## GIVEN REQUEST:
Starting at the line that contains "Put one marker on each instance of the gold" and running through the end of the records, write those lines out again with their requests unchanged, but rescale each x and y coordinate in the answers by 1.5, rounding to whole numbers with halves going up. Include nothing outside that range.

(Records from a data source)
>>>
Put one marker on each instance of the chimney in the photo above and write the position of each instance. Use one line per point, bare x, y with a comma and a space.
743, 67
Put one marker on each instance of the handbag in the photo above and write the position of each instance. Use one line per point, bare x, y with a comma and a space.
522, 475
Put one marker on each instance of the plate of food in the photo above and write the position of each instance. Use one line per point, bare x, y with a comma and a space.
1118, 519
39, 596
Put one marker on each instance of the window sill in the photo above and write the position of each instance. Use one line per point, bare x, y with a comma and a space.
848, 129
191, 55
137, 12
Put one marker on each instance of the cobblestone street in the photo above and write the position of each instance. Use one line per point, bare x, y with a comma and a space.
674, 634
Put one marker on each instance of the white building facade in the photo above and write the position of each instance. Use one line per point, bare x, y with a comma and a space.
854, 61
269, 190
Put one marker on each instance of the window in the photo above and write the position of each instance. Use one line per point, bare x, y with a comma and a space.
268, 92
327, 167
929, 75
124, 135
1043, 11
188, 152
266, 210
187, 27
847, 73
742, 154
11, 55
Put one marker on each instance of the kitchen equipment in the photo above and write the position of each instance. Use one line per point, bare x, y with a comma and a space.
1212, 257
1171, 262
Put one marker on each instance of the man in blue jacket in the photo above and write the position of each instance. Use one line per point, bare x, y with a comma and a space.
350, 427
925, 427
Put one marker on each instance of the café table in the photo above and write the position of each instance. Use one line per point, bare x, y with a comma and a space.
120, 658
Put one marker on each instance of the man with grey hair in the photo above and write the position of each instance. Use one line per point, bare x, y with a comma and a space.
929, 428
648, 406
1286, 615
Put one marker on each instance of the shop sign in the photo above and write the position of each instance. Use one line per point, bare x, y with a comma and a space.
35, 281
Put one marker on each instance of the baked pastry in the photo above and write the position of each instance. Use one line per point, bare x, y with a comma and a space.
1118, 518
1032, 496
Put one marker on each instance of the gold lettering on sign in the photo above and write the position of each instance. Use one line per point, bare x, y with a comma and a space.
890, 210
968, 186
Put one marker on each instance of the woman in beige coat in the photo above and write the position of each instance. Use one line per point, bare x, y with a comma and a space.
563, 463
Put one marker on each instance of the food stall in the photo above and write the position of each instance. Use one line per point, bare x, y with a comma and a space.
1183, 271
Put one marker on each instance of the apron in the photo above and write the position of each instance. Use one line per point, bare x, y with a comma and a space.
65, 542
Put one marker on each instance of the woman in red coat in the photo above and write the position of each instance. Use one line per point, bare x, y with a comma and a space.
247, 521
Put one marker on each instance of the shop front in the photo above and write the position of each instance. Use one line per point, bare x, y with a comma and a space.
<<<
## RESPONSE:
Put one marker on each instance of the gold lettering on sign in the photo above and write the position of each instance. Use one line per point, bare x, y with a comma and a space.
1335, 315
1452, 279
Put one marker on each instance of the woman in beige coat in the photo above and write the position of each instance. Use one line per point, bare x, y with a comma and a space.
845, 695
Put one marker on each instance of the food stall in the photo above and write the position of each instance. Use one line per point, bare x, y with a comma and a space.
1775, 407
Put one marker on each instance of the apron in the photo above and write the position of each instance. Use one line per point, bare x, y with a comma and a space.
98, 813
Put one marker on each instance of the woman in red coat in the photo above and write the position of each instance. Use one line per point, bare x, y with a comma and a space.
371, 782
Put one marker on each instance of the shop front in the photo above and write the position of each instance. Use one line per point, bare x, y with a comma and a space.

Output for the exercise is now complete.